## Problem 1:
Answer these about the Beam S3 post:
(a) Which credentials provider does the author set on the options?
(b) Which runner is used both in IntelliJ and when the jar is run?
(c) What message accompanies the IllegalArgumentException?
## Problem 2:
Pick up the Beam S3 post after its final line and continue it.

## Text:
+ + +
I have been using a Beam pipeline examples as a guide in an attempt to load files from S3 for my pipeline. Like in the examples I have defined my own PipelineOptions
that also extends S3Options and I am attempting to use the DefaultAWSCredentialsProviderChain. The code to configure this is:
MyPipelineOptions options = PipelineOptionsFactory.fromArgs(args).as(MyPipelineOptions.class);
options.setAwsCredentialsProvider(new DefaultAWSCredentialsProviderChain());
When I run it from Intellij it works fine using the Direct Runner but when I package it as a jar and it execute it (also using the Direct Runner) I see:
Exception in thread "main" java.lang.IllegalArgumentException: PipelineOptions specified failed to serialize to JSON.
at org.apache.beam.runners.direct.DirectRunner.run(DirectRunner.java:166)
at org.apache.beam.runners.direct.DirectRunner.run(DirectRunner.java:67)
at org.apache.beam.sdk.Pipeline.run(Pipeline.java:313)
at org.apache.beam.sdk.Pipeline.run(Pipeline.java:299)
at a.b.c.beam.CleanSkeleton.runPipeline(CleanSkeleton.java:69)
at a.b.c.beam.CleanSkeleton.main(CleanSkeleton.java:53)
+ + +
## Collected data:
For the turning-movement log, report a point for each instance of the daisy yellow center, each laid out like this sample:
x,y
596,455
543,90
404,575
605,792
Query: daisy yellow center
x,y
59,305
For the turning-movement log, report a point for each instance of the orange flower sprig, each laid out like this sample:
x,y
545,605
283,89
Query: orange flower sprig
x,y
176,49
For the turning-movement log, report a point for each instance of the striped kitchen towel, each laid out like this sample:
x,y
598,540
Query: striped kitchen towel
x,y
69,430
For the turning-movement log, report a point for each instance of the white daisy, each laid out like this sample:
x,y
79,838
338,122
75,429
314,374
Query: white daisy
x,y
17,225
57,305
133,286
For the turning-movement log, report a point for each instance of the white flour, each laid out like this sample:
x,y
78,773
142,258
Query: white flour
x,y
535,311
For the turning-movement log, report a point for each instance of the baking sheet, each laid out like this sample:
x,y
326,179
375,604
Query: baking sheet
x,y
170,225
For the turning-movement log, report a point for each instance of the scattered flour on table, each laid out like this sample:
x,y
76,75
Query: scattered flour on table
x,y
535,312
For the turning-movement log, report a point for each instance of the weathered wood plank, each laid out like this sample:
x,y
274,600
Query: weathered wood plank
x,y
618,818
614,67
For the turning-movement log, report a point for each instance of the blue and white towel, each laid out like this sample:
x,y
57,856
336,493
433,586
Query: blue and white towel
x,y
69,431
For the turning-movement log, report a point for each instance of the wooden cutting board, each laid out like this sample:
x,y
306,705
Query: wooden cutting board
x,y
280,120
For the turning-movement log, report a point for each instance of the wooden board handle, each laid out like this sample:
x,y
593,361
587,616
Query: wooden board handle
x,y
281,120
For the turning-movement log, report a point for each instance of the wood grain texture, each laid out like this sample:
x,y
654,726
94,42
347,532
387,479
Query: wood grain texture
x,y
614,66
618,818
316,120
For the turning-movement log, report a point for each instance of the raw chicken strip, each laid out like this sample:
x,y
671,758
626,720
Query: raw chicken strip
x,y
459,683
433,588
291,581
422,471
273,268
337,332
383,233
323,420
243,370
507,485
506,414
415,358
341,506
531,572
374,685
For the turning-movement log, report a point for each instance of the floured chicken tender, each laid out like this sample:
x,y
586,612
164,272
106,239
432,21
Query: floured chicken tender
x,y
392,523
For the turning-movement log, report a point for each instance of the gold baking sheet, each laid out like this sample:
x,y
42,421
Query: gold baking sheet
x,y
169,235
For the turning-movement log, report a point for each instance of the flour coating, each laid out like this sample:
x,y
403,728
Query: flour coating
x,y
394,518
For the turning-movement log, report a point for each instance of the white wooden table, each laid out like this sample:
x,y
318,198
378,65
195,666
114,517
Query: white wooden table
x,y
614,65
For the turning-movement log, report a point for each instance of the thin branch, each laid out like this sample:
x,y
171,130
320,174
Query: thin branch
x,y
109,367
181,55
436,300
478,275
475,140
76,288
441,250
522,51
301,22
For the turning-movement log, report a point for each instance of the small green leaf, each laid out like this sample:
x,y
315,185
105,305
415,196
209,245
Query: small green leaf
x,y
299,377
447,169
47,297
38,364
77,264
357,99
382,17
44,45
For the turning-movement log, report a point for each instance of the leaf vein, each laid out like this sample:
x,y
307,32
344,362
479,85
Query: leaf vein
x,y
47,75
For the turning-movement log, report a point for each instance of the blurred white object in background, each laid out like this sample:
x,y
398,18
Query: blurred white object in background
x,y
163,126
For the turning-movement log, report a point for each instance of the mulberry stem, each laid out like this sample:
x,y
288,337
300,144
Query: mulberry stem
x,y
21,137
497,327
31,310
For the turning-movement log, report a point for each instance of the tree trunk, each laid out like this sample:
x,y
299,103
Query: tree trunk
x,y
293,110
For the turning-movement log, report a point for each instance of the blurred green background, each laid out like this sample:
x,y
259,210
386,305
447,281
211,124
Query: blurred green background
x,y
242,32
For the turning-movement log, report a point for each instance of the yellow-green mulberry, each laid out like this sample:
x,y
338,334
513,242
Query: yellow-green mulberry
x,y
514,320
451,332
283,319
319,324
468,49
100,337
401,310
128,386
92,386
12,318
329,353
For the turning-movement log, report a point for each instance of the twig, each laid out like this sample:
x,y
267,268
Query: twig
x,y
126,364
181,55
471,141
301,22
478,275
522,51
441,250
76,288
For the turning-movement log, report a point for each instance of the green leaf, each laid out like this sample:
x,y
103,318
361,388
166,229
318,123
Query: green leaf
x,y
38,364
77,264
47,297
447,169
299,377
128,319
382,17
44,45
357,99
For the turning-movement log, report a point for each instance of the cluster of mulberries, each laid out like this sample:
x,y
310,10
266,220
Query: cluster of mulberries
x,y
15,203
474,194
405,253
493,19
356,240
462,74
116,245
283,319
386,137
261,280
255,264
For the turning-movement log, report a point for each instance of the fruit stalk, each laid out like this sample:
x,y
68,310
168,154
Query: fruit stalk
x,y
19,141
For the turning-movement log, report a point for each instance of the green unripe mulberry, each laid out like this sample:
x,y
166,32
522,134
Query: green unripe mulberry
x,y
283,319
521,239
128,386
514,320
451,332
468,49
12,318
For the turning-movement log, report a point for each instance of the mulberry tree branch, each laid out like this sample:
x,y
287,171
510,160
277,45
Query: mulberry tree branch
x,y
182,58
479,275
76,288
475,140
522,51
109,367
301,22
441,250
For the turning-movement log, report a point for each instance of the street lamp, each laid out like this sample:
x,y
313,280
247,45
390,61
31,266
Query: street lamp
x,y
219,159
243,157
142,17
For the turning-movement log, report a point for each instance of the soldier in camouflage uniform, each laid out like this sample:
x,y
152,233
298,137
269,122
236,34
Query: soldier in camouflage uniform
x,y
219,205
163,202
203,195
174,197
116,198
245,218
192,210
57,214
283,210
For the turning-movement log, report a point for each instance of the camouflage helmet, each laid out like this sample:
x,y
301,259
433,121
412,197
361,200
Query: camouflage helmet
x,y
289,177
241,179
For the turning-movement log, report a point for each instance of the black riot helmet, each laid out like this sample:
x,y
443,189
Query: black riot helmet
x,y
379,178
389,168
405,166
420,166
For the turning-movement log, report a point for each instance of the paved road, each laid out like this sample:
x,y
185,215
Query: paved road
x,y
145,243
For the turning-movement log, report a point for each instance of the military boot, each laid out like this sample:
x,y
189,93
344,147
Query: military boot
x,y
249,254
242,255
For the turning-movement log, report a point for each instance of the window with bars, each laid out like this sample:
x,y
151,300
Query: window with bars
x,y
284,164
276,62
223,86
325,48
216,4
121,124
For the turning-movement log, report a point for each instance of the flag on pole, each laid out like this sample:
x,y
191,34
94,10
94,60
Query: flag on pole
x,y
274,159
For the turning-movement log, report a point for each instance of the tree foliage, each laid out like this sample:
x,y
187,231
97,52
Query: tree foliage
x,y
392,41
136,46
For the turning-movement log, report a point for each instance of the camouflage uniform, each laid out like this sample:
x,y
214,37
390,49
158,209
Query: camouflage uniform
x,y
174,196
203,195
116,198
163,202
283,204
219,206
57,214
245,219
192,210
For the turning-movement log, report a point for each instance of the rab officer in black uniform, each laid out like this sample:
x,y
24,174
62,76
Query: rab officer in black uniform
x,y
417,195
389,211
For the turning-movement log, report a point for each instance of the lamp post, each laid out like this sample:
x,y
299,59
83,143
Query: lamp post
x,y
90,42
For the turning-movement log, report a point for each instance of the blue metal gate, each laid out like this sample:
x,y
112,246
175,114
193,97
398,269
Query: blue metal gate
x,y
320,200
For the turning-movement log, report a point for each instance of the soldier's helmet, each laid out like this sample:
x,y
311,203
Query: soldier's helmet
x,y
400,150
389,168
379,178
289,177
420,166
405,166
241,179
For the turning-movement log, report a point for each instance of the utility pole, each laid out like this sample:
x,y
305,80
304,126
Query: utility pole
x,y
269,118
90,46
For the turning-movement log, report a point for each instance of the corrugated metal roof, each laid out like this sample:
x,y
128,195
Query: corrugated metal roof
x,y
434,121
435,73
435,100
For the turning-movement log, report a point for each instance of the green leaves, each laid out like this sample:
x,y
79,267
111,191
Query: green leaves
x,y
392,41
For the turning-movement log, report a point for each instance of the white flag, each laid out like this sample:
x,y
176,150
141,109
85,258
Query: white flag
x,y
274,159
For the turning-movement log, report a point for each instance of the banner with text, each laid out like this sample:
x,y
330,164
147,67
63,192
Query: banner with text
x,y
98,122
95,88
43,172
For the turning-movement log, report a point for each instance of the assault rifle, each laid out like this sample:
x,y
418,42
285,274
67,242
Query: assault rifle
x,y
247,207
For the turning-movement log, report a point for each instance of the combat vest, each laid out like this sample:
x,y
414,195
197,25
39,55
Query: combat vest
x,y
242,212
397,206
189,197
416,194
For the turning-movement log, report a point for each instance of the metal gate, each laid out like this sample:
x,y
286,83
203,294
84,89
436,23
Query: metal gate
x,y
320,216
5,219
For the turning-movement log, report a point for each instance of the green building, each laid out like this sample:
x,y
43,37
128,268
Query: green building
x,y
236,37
+ + +
## Final answer 1:
(a) DefaultAWSCredentialsProviderChain
(b) The Direct Runner
(c) "PipelineOptions specified failed to serialize to JSON."

## Final answer 2:
Caused by: com.fasterxml.jackson.databind.JsonMappingException: Unexpected IOException (of type java.io.IOException): Failed to serialize and deserialize property 'awsCredentialsProvider' with value 'com.amazonaws.auth.DefaultAWSCredentialsProviderChain@40f33492'
at com.fasterxml.jackson.databind.JsonMappingException.fromUnexpectedIOE(JsonMappingException.java:338)
at com.fasterxml.jackson.databind.ObjectMapper.writeValueAsBytes(ObjectMapper.java:3247)
at org.apache.beam.runners.direct.DirectRunner.run(DirectRunner.java:163)
... 5 more
I am using gradle to build my jar with the following task:
jar {
manifest {
attributes (
'Main-Class': 'a.b.c.beam.CleanSkeleton'
from {
configurations.runtimeClasspath.collect { it.isDirectory() ? it : zipTree(it) }
from('src') {
include '/main/resources/*'
zip64 true
exclude 'META-INF/*.RSA', 'META-INF/*.SF', 'META-INF/*.DSA'
The problem was occuring because when the the fat/uber jar was being created, files in META-INF/serivces
where being overwritten by duplicate files. Specifically com.fasterxml.jackson.databind.Module
where a number of Jackson modules needed to be defined but where missing. These include org.apache.beam.sdk.io.aws.options.AwsModule
and com.fasterxml.jackson.datatype.joda.JodaModule
. The code in the DirectRunner
instantiates the ObjectMapper
like so :
new ObjectMapper()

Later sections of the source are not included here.